## Action item
When a line of the records contains "yellow", copy it.

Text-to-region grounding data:
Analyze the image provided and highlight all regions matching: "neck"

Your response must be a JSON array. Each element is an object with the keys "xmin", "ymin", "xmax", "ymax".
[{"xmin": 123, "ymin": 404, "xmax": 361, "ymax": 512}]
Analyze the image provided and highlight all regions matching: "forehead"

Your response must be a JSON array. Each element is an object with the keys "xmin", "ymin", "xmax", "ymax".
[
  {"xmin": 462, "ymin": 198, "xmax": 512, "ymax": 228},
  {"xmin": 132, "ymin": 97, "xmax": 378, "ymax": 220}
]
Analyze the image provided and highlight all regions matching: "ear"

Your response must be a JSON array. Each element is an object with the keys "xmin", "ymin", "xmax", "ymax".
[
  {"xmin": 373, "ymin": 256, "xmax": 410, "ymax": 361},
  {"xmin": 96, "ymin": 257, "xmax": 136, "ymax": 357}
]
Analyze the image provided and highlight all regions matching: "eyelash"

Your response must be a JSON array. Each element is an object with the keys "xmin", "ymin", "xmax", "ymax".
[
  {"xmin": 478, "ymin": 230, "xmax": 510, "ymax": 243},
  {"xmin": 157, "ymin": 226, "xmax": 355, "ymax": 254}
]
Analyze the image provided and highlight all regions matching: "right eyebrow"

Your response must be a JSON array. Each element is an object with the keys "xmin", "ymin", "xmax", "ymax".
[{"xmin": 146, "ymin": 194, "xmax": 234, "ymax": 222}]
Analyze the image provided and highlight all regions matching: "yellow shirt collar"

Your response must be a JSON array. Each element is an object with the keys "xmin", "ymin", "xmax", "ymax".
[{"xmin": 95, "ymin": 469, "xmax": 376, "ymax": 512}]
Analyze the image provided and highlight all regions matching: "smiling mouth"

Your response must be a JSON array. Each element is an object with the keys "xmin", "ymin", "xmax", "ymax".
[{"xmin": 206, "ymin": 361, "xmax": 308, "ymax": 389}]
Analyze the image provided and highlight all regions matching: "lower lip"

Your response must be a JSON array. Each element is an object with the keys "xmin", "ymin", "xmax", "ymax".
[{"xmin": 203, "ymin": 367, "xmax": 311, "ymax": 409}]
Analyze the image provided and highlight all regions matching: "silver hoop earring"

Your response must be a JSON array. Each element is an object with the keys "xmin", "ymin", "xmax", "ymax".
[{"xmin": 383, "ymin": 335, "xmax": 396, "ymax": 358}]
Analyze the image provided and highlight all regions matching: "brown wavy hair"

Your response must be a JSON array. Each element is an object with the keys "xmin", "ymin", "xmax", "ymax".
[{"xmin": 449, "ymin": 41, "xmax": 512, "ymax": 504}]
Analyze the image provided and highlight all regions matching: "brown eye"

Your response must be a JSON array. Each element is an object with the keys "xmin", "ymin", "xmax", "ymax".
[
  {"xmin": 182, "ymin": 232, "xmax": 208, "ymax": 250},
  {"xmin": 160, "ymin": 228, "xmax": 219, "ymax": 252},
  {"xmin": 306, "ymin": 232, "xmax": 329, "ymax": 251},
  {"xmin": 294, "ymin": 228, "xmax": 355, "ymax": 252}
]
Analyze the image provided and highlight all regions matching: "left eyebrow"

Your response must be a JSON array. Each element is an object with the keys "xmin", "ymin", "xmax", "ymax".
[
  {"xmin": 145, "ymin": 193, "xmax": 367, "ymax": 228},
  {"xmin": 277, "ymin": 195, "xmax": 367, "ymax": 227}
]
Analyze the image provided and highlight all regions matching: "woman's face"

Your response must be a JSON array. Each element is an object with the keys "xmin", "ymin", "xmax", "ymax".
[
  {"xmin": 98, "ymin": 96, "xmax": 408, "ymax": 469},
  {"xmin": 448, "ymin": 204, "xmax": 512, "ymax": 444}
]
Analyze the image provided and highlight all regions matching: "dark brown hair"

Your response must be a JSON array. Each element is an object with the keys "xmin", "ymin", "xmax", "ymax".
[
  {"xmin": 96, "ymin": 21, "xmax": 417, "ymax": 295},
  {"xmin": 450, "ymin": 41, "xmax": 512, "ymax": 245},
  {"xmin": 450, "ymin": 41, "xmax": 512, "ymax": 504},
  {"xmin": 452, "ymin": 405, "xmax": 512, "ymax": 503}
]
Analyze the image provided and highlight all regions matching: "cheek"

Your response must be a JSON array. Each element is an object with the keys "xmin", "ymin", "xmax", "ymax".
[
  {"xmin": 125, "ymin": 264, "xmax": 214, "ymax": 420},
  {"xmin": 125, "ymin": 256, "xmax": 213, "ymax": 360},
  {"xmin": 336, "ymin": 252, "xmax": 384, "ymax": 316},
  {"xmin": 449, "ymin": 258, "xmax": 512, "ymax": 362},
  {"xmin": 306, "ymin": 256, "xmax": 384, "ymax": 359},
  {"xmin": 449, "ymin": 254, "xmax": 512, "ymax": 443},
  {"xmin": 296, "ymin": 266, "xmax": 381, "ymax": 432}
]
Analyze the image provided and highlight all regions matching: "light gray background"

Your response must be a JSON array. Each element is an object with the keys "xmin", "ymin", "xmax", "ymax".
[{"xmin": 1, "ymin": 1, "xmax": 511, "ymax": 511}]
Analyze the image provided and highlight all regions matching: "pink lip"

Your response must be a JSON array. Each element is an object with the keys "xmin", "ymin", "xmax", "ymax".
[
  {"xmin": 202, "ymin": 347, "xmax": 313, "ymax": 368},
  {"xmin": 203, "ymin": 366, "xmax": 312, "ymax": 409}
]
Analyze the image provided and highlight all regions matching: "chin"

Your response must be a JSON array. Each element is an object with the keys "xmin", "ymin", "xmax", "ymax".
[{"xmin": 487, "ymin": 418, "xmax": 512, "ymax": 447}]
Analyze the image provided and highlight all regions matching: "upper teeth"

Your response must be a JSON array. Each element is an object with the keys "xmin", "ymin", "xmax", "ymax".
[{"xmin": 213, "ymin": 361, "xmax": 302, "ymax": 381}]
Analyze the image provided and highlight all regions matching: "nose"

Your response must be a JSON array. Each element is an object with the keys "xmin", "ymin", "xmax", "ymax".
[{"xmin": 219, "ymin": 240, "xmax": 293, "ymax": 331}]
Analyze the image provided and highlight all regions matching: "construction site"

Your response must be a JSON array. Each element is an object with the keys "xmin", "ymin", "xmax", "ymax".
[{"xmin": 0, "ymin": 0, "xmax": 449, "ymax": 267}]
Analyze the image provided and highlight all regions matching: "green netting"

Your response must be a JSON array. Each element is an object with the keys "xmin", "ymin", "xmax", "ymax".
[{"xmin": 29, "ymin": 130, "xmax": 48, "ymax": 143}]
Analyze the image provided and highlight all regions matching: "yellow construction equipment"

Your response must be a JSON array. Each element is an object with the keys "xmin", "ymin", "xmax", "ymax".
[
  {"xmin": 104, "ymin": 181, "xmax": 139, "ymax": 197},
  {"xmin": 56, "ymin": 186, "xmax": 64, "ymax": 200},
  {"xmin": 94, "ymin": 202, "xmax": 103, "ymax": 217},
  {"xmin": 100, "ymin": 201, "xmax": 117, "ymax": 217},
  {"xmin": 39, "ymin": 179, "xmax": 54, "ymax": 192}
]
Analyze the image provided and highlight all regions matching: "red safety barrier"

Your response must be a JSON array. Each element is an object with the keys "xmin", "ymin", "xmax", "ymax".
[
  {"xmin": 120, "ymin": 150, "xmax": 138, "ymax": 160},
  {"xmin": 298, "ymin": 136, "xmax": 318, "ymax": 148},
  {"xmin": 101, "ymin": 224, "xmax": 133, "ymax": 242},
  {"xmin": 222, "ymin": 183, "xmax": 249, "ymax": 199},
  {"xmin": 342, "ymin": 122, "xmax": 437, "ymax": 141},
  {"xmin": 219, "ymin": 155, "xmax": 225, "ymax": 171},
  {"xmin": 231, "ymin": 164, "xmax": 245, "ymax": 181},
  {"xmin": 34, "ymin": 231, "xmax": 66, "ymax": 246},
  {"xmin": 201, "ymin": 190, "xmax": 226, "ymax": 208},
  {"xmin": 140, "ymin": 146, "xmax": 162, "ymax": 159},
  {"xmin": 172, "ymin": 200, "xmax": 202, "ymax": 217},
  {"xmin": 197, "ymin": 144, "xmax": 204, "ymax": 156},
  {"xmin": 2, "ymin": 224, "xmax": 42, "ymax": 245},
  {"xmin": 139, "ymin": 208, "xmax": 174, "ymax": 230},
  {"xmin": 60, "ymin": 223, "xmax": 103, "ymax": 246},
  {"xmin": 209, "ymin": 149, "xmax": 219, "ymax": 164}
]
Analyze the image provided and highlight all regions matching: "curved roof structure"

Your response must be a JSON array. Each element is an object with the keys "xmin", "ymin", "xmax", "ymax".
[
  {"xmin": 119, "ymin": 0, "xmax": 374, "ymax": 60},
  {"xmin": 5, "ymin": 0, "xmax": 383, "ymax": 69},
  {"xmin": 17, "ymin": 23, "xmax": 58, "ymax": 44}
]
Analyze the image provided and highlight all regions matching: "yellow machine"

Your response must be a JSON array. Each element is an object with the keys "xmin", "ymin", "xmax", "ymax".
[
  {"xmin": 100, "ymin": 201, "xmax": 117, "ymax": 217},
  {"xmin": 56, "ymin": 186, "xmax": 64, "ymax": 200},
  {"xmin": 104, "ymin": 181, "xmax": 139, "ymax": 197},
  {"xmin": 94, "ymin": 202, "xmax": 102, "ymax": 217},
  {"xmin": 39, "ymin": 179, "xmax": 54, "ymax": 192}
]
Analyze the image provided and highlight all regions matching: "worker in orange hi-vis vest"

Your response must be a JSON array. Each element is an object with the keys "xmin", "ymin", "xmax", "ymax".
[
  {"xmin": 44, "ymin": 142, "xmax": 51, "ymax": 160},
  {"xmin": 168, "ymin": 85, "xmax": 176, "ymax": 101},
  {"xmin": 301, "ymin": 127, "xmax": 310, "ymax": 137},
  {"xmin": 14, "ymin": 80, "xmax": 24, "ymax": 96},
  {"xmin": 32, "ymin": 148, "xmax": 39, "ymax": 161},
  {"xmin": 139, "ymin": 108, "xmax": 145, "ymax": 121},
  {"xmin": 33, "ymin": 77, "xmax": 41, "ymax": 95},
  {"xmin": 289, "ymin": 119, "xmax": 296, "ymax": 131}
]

## Solution to the exercise
Analyze the image provided and highlight all regions matching: "yellow shirt collar"
Analyze the image provided and highlight all regions matching: "yellow construction equipment"
Analyze the image provided and highlight all regions matching: "yellow machine"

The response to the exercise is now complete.